Task statement: Convert the records, from the line containing "Objective — for every instance of the leaf" through the end of the records, into a Markdown table with the columns Row and Line. Put one numbered row per line and leave out any blank lines.
─── Items
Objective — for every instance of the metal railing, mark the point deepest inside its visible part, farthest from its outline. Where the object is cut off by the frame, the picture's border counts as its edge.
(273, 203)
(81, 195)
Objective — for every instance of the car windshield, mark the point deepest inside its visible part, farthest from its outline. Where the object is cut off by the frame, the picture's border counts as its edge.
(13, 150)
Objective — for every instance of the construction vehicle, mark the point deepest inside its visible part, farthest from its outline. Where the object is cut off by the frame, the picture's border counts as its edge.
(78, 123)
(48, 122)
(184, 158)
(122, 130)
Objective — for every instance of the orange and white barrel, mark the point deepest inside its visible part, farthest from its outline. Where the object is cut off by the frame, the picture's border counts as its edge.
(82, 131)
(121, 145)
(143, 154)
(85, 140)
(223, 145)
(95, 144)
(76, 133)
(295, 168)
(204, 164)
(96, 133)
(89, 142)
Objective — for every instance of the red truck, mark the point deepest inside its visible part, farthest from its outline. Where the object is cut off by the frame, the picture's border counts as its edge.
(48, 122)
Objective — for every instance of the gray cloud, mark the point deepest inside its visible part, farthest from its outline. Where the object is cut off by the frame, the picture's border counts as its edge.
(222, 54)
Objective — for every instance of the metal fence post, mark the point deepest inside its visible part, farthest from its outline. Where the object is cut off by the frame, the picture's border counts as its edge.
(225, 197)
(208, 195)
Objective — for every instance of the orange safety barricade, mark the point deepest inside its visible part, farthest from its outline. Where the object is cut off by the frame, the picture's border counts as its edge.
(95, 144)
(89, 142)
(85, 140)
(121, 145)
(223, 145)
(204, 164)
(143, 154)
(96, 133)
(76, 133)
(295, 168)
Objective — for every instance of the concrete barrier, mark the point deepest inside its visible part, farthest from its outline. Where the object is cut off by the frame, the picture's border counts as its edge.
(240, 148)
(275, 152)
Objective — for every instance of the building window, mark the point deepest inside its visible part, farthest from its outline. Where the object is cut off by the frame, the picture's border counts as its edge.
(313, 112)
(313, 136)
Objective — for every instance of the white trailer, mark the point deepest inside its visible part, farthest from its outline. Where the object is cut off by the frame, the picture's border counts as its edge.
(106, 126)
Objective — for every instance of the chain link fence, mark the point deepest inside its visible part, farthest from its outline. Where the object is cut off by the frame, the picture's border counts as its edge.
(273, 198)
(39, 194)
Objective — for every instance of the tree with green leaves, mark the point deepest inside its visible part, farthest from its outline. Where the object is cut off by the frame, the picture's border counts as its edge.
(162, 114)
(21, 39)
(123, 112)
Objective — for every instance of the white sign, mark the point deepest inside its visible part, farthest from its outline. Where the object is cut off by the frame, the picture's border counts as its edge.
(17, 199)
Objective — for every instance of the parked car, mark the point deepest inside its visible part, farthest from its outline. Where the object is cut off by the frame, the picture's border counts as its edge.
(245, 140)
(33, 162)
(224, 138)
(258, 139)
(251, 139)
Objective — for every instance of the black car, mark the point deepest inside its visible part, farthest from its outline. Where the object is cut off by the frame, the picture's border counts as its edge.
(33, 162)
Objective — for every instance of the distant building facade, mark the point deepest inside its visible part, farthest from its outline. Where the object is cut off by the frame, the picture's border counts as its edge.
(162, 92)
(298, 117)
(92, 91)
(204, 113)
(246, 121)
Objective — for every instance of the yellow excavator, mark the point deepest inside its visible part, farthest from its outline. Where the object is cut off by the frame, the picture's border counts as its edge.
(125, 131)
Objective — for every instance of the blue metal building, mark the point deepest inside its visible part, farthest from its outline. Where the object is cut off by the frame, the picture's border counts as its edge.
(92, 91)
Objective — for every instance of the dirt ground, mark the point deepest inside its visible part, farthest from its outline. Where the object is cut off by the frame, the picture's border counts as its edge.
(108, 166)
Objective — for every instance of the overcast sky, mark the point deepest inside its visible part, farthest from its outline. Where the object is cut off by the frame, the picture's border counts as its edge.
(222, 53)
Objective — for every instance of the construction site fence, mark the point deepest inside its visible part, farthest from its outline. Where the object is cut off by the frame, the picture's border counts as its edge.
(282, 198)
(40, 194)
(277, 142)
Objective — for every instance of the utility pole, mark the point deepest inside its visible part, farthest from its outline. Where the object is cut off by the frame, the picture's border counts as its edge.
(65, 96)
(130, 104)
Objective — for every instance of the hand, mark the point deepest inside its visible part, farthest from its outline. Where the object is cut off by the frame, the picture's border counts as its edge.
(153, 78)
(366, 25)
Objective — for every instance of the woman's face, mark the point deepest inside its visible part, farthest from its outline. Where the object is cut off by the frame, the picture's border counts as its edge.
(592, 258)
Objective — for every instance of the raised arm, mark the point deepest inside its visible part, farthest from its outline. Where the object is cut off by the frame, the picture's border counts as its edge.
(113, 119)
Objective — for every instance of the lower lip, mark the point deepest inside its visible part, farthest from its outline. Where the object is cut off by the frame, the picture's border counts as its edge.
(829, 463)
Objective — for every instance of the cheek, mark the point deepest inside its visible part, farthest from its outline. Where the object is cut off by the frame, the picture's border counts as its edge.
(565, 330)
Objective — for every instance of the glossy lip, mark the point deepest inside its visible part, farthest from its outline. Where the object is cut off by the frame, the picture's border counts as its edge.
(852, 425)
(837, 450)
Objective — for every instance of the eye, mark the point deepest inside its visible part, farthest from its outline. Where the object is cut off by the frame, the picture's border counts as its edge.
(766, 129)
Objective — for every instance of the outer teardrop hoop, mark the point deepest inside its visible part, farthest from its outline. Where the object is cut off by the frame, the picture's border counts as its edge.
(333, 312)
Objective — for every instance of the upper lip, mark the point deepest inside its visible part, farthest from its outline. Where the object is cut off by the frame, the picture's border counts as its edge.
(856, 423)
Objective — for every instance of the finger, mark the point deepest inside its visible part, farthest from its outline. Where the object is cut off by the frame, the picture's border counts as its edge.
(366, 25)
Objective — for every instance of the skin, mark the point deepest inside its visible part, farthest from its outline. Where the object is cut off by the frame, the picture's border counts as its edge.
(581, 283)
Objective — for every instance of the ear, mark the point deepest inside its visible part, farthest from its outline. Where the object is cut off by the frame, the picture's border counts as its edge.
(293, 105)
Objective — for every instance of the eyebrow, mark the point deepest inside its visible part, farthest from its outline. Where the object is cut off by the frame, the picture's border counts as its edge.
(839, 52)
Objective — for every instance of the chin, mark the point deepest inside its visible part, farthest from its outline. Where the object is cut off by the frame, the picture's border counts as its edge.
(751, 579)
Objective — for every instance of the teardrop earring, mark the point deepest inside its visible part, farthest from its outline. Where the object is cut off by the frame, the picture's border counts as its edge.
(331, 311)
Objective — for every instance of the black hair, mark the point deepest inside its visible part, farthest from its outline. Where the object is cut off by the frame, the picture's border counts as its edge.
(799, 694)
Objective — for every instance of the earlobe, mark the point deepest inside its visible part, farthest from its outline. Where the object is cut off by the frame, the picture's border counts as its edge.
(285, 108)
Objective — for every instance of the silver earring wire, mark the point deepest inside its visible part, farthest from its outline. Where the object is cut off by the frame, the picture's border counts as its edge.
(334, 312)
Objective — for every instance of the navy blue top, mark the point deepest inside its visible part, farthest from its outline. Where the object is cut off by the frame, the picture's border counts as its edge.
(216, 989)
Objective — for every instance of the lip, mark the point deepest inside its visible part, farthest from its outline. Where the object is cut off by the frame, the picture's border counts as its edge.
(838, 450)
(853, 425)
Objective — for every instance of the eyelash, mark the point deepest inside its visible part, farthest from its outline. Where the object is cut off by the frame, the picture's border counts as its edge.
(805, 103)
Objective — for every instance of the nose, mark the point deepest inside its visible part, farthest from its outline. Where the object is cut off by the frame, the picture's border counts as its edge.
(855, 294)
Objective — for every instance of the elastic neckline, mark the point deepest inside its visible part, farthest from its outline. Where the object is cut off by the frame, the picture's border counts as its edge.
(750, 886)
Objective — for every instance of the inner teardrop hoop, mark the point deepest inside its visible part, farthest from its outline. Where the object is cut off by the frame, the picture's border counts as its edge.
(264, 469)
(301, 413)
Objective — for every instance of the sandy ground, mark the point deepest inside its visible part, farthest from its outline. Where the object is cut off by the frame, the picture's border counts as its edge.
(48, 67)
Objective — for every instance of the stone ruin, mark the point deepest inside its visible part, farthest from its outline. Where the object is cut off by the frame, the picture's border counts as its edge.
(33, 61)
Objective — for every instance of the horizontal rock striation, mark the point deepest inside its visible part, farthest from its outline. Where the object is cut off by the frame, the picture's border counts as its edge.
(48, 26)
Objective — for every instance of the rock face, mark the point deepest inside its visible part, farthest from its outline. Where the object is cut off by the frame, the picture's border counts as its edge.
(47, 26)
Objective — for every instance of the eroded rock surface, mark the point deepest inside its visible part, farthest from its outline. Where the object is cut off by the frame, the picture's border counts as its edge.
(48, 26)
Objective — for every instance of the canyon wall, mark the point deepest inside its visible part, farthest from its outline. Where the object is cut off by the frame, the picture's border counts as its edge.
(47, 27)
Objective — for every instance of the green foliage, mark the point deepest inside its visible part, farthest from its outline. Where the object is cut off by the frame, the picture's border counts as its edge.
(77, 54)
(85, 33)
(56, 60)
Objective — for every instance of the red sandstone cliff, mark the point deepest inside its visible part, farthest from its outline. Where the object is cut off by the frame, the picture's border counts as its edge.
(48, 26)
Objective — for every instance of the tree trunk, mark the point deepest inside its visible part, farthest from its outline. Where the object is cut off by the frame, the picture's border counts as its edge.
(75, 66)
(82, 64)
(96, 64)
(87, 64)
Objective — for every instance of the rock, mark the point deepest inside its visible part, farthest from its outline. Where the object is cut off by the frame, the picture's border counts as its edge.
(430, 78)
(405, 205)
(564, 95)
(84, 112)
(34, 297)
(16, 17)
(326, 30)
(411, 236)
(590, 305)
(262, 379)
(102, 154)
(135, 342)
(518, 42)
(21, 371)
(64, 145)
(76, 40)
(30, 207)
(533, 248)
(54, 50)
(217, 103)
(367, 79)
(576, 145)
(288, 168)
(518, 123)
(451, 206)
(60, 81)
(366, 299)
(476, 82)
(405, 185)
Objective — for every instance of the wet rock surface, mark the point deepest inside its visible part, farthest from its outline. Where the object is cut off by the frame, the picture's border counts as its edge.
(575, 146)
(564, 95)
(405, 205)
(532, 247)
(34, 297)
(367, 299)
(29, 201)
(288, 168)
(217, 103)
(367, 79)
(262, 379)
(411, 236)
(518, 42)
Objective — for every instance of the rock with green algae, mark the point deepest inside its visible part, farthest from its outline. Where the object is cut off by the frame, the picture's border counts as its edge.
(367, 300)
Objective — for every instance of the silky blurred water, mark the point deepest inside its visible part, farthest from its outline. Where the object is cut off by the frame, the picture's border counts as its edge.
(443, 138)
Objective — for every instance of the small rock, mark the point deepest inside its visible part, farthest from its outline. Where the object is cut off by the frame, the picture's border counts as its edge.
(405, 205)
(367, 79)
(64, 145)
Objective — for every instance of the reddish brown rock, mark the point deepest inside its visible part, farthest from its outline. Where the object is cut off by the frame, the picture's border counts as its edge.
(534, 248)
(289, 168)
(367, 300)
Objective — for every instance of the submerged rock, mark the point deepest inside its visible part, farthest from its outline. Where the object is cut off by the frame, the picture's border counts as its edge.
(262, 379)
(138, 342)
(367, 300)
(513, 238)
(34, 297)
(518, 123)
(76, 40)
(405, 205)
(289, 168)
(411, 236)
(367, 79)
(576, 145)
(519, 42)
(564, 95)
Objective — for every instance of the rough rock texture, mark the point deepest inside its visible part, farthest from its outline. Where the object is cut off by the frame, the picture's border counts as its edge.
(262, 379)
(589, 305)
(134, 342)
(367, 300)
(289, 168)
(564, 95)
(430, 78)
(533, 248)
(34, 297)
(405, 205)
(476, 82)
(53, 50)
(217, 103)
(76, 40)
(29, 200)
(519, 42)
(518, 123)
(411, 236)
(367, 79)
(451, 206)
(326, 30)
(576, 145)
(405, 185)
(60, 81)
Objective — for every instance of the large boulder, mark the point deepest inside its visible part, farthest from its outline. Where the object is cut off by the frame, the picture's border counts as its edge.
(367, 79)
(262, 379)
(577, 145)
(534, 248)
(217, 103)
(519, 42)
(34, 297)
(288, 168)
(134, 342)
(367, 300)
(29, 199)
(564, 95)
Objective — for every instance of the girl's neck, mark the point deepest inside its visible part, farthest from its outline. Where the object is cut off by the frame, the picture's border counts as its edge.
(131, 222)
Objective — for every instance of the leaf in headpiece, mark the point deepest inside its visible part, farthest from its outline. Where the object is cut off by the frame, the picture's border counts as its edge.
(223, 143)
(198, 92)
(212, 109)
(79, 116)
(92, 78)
──────
In response:
| Row | Line |
|---|---|
| 1 | Objective — for every instance of the leaf in headpiece, mark the point deepest inside its visible part, farthest from its outline. Where the object is cut off by the frame, the picture's border counts as its edge. |
| 2 | (223, 143) |
| 3 | (198, 92) |
| 4 | (212, 109) |
| 5 | (79, 116) |
| 6 | (92, 78) |